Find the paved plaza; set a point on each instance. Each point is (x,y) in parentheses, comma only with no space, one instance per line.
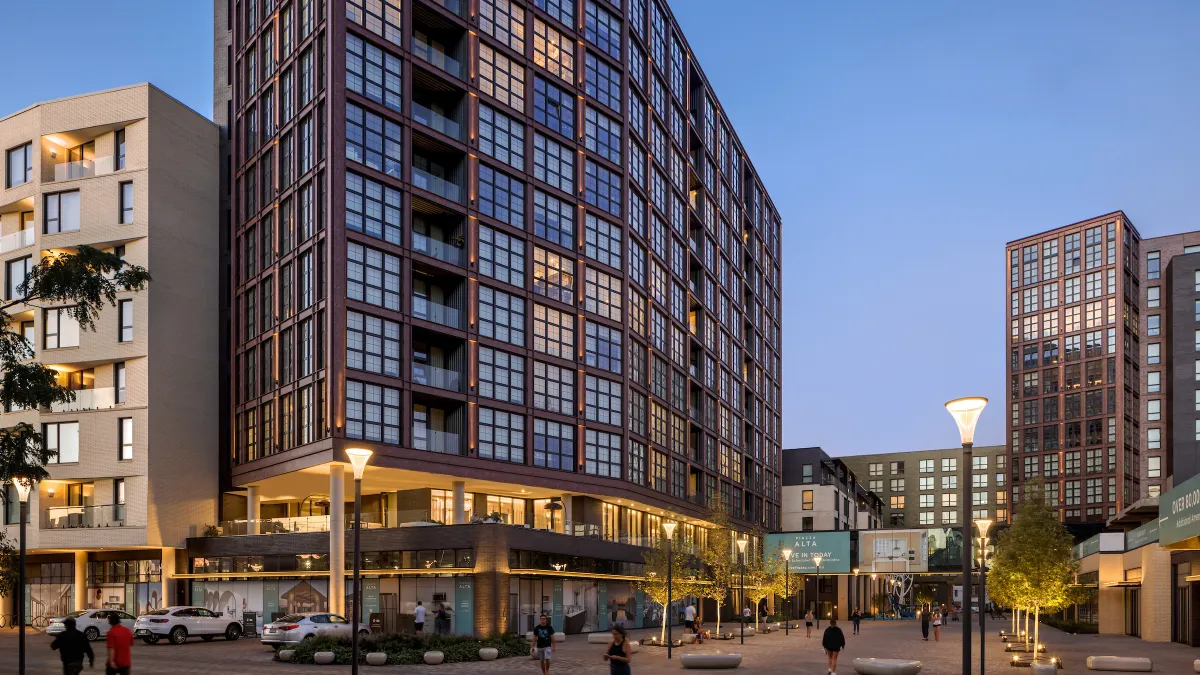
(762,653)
* * *
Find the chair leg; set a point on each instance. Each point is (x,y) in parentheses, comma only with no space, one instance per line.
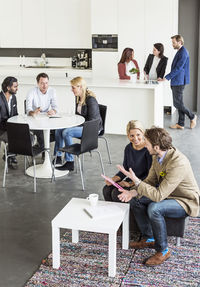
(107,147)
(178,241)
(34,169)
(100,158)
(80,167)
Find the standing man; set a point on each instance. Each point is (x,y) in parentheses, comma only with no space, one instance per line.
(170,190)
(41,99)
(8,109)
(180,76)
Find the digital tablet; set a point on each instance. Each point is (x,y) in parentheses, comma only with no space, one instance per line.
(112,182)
* * *
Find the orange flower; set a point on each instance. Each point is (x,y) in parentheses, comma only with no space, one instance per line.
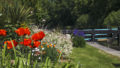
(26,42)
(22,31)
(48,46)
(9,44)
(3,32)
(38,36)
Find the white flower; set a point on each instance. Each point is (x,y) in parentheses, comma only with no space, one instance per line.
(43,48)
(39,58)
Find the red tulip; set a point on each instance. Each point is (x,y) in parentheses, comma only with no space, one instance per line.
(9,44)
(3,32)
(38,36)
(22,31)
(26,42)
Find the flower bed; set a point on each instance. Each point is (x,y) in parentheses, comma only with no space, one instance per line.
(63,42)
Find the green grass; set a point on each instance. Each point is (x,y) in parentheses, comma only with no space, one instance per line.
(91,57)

■ Goal
Pull out each line in the records above that contains the word "flower", copying each one in full.

■ Exercise output
Find the orange flower; set a point on each instance. Each point is (x,y) in parentheses, comma only with no space, one instance per line.
Find the white flower; set a point on each instance. Each point is (x,y) in parentheses, comma only with no space, one instance per line.
Find the flower bed; set a point on each instance. Each point is (x,y) in parentheses, comma only with no space, one instance per line.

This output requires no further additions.